Work to complete:
Check every line of the records below for the string "girl" and copy the ones that have it.

Records from a dataset:
....

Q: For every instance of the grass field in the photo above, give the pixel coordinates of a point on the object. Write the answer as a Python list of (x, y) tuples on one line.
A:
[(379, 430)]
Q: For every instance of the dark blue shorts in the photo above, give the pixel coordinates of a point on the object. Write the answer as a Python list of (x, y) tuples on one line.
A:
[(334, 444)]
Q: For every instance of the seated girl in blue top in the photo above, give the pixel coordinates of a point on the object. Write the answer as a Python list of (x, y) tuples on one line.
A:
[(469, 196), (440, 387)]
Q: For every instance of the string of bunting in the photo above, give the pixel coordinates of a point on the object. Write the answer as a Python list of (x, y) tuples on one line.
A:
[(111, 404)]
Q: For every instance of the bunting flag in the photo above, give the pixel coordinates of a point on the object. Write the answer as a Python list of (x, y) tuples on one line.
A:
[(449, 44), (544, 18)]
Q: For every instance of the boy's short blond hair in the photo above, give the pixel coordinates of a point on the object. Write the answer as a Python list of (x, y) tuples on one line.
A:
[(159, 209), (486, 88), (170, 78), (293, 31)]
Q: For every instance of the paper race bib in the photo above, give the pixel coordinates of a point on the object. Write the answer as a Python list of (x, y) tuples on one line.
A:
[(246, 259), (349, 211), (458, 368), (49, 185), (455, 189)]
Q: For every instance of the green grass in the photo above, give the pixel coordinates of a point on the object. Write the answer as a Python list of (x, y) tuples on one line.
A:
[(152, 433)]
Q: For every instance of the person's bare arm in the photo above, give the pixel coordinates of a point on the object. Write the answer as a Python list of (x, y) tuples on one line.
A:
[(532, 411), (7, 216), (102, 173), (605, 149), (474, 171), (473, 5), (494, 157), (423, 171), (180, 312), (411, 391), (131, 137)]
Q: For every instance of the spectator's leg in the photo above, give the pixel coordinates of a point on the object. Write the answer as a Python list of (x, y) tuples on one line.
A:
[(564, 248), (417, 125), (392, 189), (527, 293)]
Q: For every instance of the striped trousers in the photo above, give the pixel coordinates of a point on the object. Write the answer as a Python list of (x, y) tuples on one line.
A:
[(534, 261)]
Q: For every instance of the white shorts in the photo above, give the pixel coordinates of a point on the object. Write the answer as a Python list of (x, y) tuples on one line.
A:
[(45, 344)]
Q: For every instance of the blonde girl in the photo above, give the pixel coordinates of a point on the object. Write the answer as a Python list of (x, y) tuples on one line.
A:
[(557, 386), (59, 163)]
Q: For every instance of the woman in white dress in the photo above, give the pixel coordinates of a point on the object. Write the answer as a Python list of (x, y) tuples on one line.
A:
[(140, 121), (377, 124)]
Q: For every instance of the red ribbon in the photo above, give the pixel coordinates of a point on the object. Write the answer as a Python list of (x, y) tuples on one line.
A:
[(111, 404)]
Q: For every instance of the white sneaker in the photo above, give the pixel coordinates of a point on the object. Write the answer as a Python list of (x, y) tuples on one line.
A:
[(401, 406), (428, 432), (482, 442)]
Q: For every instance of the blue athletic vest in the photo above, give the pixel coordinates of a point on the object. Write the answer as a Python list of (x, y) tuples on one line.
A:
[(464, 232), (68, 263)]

....

Worked solution:
Q: For every instance of the seated girl in blue top in the photo above, give the pixel coordinates of a point on the object. Write the answer as a Python list of (x, y) tuples on one line.
Q: For every instance of the blonde girl in the photo above, give the pixel coordinates of a point on the object. Write the answer as a Python list of (x, y) tuples on one line.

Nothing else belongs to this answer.